§ **Given exercise**: Put the lines below into a Markdown table with two columns, Row and Line. Number each row and skip any blank lines.

§ **Source data**:
* * *
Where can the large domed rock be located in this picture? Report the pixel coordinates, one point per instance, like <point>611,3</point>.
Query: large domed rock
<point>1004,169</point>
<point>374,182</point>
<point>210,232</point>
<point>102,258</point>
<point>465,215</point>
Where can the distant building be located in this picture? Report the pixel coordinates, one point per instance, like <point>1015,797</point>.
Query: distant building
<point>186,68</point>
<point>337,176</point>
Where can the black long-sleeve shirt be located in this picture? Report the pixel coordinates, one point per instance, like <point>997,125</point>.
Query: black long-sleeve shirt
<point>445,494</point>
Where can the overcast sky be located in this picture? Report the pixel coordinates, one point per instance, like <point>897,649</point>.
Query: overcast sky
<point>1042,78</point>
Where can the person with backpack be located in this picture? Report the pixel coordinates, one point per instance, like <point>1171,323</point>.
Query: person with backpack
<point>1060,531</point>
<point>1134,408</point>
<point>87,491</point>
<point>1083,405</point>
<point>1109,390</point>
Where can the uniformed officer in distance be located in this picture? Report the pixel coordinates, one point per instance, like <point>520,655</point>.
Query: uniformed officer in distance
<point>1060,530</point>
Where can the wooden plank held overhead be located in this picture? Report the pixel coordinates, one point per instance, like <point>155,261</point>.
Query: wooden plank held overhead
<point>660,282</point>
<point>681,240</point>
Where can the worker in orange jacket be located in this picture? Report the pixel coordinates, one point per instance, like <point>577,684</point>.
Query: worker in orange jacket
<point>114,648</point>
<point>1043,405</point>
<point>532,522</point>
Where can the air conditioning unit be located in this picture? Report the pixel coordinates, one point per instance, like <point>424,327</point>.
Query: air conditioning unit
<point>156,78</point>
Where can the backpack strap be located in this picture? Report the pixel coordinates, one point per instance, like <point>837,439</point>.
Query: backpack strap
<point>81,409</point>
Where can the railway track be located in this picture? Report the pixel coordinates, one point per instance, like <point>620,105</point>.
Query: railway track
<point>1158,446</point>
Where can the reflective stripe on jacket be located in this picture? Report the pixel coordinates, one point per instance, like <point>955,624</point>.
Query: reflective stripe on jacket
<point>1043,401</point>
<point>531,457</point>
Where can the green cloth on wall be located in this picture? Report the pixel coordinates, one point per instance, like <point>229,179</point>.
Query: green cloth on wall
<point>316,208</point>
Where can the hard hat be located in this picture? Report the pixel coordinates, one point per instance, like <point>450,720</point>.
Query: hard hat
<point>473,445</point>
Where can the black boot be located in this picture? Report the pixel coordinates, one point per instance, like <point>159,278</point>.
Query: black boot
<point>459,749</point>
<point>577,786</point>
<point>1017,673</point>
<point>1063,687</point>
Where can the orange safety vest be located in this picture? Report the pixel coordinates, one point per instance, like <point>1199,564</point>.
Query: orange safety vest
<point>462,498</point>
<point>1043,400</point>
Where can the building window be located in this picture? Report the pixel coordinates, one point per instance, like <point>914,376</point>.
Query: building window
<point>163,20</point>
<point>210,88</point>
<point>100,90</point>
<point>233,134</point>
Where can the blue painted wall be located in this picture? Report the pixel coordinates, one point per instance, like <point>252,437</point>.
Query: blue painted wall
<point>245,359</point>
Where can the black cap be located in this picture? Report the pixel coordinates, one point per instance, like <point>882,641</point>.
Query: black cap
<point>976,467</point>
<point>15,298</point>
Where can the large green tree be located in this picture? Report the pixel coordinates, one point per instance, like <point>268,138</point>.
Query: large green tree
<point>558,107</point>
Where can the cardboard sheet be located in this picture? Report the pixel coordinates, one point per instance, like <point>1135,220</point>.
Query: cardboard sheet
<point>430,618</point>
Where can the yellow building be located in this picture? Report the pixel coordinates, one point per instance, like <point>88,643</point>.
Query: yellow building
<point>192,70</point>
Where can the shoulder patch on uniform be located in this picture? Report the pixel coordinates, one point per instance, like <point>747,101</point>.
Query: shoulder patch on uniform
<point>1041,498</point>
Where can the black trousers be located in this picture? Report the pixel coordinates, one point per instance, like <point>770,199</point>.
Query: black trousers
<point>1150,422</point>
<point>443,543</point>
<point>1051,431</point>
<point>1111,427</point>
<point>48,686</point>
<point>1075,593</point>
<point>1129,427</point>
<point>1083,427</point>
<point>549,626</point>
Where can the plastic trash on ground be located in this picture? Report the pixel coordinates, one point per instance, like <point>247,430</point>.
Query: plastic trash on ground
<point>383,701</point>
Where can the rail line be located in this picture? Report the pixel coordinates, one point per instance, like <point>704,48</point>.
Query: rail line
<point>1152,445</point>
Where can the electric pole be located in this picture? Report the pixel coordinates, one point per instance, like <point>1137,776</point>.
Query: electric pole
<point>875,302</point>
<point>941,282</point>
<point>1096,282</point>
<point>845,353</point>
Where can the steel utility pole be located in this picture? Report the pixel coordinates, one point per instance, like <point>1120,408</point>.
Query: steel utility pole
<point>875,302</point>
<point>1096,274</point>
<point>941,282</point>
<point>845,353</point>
* * *
§ **Task solution**:
| Row | Line |
|---|---|
| 1 | Where can the large domed rock be located in this picture? Report the pixel coordinates, one point per instance, like <point>611,3</point>. |
| 2 | Query: large domed rock |
| 3 | <point>1004,169</point> |
| 4 | <point>374,182</point> |
| 5 | <point>210,232</point> |
| 6 | <point>102,258</point> |
| 7 | <point>465,215</point> |
| 8 | Where can the distant building be located in this picture? Report the pixel coordinates, one point per instance, like <point>1015,797</point>. |
| 9 | Query: distant building |
| 10 | <point>186,68</point> |
| 11 | <point>337,176</point> |
| 12 | Where can the black long-sleeve shirt be located in this picture? Report the pixel coordinates, one point per instance, like <point>997,125</point>. |
| 13 | Query: black long-sleeve shirt |
| 14 | <point>445,494</point> |
| 15 | Where can the overcast sky be located in this picture? Report the pixel coordinates, one point per instance, like <point>897,649</point>. |
| 16 | Query: overcast sky |
| 17 | <point>1042,78</point> |
| 18 | Where can the person with backpack be located in this picture? Report the pixel coordinates, one point per instance, like <point>1171,323</point>. |
| 19 | Query: person with backpack |
| 20 | <point>1060,531</point> |
| 21 | <point>1134,408</point> |
| 22 | <point>87,491</point> |
| 23 | <point>1083,405</point> |
| 24 | <point>1109,390</point> |
| 25 | Where can the uniformed officer in distance be located in this picture? Report the pixel coordinates, one point per instance, like <point>520,655</point>. |
| 26 | Query: uniformed officer in distance |
| 27 | <point>1060,530</point> |
| 28 | Where can the wooden plank held overhead be located in this picture? Report the pixel coordinates, one point per instance, like <point>155,261</point>. |
| 29 | Query: wooden plank held overhead |
| 30 | <point>660,282</point> |
| 31 | <point>681,240</point> |
| 32 | Where can the worker in orange jacket be located in this picture? Report the pixel coordinates, one point per instance, like <point>577,684</point>. |
| 33 | Query: worker in orange jacket |
| 34 | <point>114,648</point> |
| 35 | <point>1043,405</point> |
| 36 | <point>532,522</point> |
| 37 | Where can the air conditioning unit be located in this picture? Report the pixel coordinates, one point per instance, like <point>424,327</point>. |
| 38 | Query: air conditioning unit |
| 39 | <point>156,78</point> |
| 40 | Where can the backpack strap be located in this picture? Report the pixel coordinates, one point per instance, like <point>837,439</point>. |
| 41 | Query: backpack strap |
| 42 | <point>81,409</point> |
| 43 | Where can the railway track be located in this picture? Report the pixel coordinates, one point per instance, like <point>620,105</point>. |
| 44 | Query: railway track |
| 45 | <point>1158,446</point> |
| 46 | Where can the reflective stripe on jacket be located in this picture? Report the pixel coordinates, one point per instance, like <point>955,624</point>. |
| 47 | Query: reflective stripe on jacket |
| 48 | <point>1043,401</point> |
| 49 | <point>531,457</point> |
| 50 | Where can the green cloth on wall be located in this picture? Report the pixel coordinates, one point per instance, like <point>229,179</point>. |
| 51 | Query: green cloth on wall |
| 52 | <point>316,208</point> |
| 53 | Where can the hard hat be located in this picture? Report the pixel coordinates, one point per instance, like <point>450,720</point>. |
| 54 | Query: hard hat |
| 55 | <point>473,445</point> |
| 56 | Where can the black boot be located in this picture? Report the pixel coordinates, one point per instance, like <point>159,278</point>. |
| 57 | Query: black boot |
| 58 | <point>459,749</point> |
| 59 | <point>577,786</point> |
| 60 | <point>1017,673</point> |
| 61 | <point>1063,687</point> |
| 62 | Where can the orange safety vest be located in this picture? Report the pixel coordinates, one point per instance, like <point>1199,564</point>. |
| 63 | Query: orange safety vest |
| 64 | <point>462,498</point> |
| 65 | <point>1043,400</point> |
| 66 | Where can the building window be located in this picture? Report the pixel coordinates, one point per instance, like <point>914,376</point>. |
| 67 | Query: building window |
| 68 | <point>163,20</point> |
| 69 | <point>210,88</point> |
| 70 | <point>100,90</point> |
| 71 | <point>233,134</point> |
| 72 | Where can the blue painted wall be located in this picture? Report the pixel coordinates, one point per instance, like <point>252,437</point>. |
| 73 | Query: blue painted wall |
| 74 | <point>245,359</point> |
| 75 | Where can the black cap be located in this picture? Report the pixel coordinates, one point per instance, like <point>882,641</point>. |
| 76 | Query: black cap |
| 77 | <point>976,467</point> |
| 78 | <point>15,298</point> |
| 79 | Where can the large green tree be located in this picture? Report the pixel coordinates, one point per instance, like <point>268,138</point>. |
| 80 | Query: large green tree |
| 81 | <point>558,107</point> |
| 82 | Where can the cardboard sheet be located in this picture? Report the pixel coordinates, one point per instance, like <point>1135,220</point>. |
| 83 | Query: cardboard sheet |
| 84 | <point>430,618</point> |
| 85 | Where can the yellow building be located in this picture? Report the pixel coordinates, one point per instance, like <point>88,643</point>. |
| 86 | Query: yellow building |
| 87 | <point>192,70</point> |
| 88 | Where can the shoulder patch on uniform be located in this picture? Report the pixel coordinates, one point per instance, like <point>747,101</point>. |
| 89 | Query: shoulder patch on uniform |
| 90 | <point>1041,498</point> |
| 91 | Where can the black trousers be located in this picture? Report the pixel coordinates, one point per instance, like <point>770,199</point>. |
| 92 | Query: black trousers |
| 93 | <point>1150,422</point> |
| 94 | <point>443,543</point> |
| 95 | <point>1051,431</point> |
| 96 | <point>1111,427</point> |
| 97 | <point>48,686</point> |
| 98 | <point>1075,593</point> |
| 99 | <point>1129,427</point> |
| 100 | <point>1083,427</point> |
| 101 | <point>549,626</point> |
| 102 | Where can the plastic trash on ground be located in this picture? Report the pixel coordinates, one point per instance, like <point>247,430</point>. |
| 103 | Query: plastic trash on ground |
| 104 | <point>383,701</point> |
| 105 | Where can the rail line be located in this picture? Report the pixel coordinates, one point per instance, like <point>704,48</point>. |
| 106 | Query: rail line |
| 107 | <point>1152,445</point> |
| 108 | Where can the electric pole be located in this picture? Report the pixel coordinates, one point per instance, like <point>1137,776</point>. |
| 109 | Query: electric pole |
| 110 | <point>875,302</point> |
| 111 | <point>941,282</point> |
| 112 | <point>1096,282</point> |
| 113 | <point>845,353</point> |
| 114 | Where can the steel utility pole be located in this picture? Report the pixel coordinates, one point per instance, like <point>1120,408</point>. |
| 115 | Query: steel utility pole |
| 116 | <point>875,302</point> |
| 117 | <point>1096,274</point> |
| 118 | <point>941,282</point> |
| 119 | <point>845,353</point> |